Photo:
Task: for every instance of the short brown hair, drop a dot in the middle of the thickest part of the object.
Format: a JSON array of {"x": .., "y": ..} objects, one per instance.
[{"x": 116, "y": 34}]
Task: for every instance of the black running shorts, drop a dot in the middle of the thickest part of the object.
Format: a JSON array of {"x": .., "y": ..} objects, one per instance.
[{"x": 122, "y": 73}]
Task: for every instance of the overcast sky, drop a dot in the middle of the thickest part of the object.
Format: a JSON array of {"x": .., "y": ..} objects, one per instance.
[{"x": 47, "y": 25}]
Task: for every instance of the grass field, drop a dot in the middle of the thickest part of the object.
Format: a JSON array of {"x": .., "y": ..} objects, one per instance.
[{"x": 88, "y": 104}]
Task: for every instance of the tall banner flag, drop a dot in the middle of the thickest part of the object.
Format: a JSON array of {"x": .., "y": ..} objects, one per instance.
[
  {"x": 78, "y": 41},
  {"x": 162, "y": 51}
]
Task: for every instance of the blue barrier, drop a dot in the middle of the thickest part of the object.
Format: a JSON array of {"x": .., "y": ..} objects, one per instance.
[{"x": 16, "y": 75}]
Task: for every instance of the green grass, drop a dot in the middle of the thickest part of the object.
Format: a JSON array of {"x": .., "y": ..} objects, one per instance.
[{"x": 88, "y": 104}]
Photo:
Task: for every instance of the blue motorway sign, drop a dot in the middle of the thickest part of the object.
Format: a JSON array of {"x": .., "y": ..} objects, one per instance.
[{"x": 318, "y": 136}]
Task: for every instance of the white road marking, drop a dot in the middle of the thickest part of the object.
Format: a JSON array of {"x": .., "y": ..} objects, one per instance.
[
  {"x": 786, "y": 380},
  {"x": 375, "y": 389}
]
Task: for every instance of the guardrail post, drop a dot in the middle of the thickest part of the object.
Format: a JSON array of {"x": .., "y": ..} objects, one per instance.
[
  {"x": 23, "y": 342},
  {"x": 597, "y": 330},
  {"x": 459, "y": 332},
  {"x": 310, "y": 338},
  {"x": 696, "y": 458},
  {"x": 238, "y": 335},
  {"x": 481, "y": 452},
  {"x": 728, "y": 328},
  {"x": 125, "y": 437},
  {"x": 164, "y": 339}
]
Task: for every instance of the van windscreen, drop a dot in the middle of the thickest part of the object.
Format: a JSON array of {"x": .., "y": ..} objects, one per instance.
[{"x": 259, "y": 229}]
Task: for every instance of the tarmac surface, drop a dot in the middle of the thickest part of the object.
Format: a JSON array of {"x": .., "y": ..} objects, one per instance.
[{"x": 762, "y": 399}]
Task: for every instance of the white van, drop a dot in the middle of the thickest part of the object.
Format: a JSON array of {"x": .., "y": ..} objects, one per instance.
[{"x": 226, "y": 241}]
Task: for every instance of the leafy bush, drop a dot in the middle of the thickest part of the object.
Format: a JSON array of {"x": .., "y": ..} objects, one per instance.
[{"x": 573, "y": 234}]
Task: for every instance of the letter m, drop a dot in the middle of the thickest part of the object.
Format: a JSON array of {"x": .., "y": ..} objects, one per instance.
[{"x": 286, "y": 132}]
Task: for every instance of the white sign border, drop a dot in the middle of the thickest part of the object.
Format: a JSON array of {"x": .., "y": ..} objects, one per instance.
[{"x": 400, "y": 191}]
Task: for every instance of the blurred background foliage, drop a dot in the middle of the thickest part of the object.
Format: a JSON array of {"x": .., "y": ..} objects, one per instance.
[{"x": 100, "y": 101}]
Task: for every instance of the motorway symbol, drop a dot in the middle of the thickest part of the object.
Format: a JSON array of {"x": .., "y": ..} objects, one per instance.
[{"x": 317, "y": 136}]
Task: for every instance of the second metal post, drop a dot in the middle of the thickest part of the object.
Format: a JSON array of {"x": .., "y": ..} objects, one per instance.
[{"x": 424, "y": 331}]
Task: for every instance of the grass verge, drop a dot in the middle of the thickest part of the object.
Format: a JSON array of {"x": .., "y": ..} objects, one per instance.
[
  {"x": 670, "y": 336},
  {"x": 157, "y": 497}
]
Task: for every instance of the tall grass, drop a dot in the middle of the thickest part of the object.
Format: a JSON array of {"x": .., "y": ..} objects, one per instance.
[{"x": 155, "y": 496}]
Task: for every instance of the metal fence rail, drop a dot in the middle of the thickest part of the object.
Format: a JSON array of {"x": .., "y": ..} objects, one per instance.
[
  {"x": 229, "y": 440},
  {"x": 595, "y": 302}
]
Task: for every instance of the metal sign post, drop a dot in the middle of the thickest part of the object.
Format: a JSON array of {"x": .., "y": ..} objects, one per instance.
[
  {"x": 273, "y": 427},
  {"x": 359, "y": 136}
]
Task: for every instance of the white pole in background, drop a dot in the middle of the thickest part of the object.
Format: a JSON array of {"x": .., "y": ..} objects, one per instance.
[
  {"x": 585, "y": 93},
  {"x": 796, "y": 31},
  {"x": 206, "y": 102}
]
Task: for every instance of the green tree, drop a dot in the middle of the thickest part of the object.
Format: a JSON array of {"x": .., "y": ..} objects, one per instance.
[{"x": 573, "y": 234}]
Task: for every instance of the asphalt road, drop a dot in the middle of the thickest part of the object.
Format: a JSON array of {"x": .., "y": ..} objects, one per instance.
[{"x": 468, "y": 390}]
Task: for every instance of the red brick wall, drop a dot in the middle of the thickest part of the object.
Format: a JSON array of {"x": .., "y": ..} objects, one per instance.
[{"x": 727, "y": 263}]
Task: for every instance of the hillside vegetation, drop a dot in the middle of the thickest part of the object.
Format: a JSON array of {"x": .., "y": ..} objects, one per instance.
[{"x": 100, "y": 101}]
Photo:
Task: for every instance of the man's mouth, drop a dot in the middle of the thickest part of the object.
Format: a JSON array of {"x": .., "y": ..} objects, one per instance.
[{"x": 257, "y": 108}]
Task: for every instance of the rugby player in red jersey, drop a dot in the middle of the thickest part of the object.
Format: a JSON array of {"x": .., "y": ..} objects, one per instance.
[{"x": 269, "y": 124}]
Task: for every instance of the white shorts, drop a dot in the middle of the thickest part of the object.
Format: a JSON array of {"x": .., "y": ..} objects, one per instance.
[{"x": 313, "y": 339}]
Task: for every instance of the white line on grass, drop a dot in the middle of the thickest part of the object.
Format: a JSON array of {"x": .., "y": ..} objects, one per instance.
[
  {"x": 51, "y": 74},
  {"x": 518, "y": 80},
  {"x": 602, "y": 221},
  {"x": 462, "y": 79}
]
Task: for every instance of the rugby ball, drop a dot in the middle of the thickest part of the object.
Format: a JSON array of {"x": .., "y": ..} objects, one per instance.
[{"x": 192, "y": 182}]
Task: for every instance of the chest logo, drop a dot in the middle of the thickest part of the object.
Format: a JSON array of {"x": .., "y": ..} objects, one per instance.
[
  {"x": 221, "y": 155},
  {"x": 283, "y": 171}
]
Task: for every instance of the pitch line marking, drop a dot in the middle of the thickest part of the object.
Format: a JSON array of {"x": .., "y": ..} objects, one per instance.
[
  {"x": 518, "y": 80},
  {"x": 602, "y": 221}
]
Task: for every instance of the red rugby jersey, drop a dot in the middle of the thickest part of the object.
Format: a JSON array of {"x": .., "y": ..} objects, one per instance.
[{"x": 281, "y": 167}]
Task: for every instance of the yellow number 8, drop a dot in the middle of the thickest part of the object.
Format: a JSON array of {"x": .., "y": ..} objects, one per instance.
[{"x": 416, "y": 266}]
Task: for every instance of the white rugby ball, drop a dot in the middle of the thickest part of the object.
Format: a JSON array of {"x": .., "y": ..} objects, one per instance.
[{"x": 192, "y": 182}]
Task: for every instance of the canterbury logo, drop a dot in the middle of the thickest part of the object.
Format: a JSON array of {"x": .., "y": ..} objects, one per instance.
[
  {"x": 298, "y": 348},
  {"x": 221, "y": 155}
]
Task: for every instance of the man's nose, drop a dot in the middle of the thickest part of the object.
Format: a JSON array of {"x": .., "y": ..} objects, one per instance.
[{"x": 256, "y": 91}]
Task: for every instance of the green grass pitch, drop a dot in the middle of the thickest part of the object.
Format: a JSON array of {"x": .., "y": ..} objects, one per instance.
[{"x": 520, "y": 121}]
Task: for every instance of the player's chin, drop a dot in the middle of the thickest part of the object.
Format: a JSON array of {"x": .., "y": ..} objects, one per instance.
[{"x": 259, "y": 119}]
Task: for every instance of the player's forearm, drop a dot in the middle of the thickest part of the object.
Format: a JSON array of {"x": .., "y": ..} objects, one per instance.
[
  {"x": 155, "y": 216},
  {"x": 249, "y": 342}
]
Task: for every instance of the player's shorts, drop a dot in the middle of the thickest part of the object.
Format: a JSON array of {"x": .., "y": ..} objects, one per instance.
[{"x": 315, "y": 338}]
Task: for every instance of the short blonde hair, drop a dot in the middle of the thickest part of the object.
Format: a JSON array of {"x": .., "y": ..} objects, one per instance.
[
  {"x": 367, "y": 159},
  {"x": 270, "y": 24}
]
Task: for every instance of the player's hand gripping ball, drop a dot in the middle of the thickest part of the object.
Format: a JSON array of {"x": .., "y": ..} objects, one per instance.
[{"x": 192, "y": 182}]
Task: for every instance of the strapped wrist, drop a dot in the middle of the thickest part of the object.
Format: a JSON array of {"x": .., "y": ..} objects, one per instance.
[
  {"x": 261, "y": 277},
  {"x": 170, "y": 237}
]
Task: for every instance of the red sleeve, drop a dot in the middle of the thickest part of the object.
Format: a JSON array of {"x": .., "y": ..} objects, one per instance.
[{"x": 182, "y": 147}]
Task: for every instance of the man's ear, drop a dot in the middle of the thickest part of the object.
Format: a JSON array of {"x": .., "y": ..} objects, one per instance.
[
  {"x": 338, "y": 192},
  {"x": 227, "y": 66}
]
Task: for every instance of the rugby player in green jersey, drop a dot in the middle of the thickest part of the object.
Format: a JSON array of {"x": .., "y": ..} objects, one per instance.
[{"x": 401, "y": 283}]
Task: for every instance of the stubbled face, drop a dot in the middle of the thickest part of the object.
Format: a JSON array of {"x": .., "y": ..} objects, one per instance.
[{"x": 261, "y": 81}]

========

From the line holding "Task: for every instance of the player's shorts, drop" down to the final line above, quote every line exactly and only those lines.

# Solution for this exercise
Task: for every instance of the player's shorts, drop a dot in the middle of the thickest part of the object.
Format: a JSON array of {"x": .., "y": ..} objects, one per instance.
[{"x": 315, "y": 338}]
Task: for every instance of the short blonde hair, drop a dot in the middle of the thickest part of the object.
Format: a JSON array of {"x": .., "y": ..} objects, one per instance.
[
  {"x": 367, "y": 159},
  {"x": 270, "y": 24}
]
Task: for every instance of the player's hand gripping ball, drop a dot in the middle of the thickest part of the object.
Format: a JSON array of {"x": .., "y": ..} objects, one per instance.
[{"x": 192, "y": 182}]
Task: for every instance of the strapped wrist, drop a dot in the middle of the thickest part of the object.
Format: a JSON array of {"x": .., "y": ..} objects, one per instance.
[
  {"x": 261, "y": 277},
  {"x": 170, "y": 237}
]
Task: for every instance of the red sleeve, drop a dot in the middle of the thickest part of the object.
Format: a JSON array of {"x": .., "y": ..} objects, one per instance.
[{"x": 182, "y": 147}]
Task: for every instance of the man's ear, drop a dot in the middle of the thickest part of the object.
Format: a JSON array of {"x": .., "y": ..} objects, one per instance.
[
  {"x": 338, "y": 192},
  {"x": 227, "y": 66}
]
Task: for every instance of the rugby player in green jersey, drop a dot in the middle of the thickest part of the object.
Format: a JSON array of {"x": .., "y": ..} objects, one per instance.
[{"x": 401, "y": 283}]
Task: for every instance of the stubbled face, drop a dot in the middle of the thickest part of the object.
Format: a JSON array of {"x": .., "y": ..} objects, one per instance.
[{"x": 261, "y": 81}]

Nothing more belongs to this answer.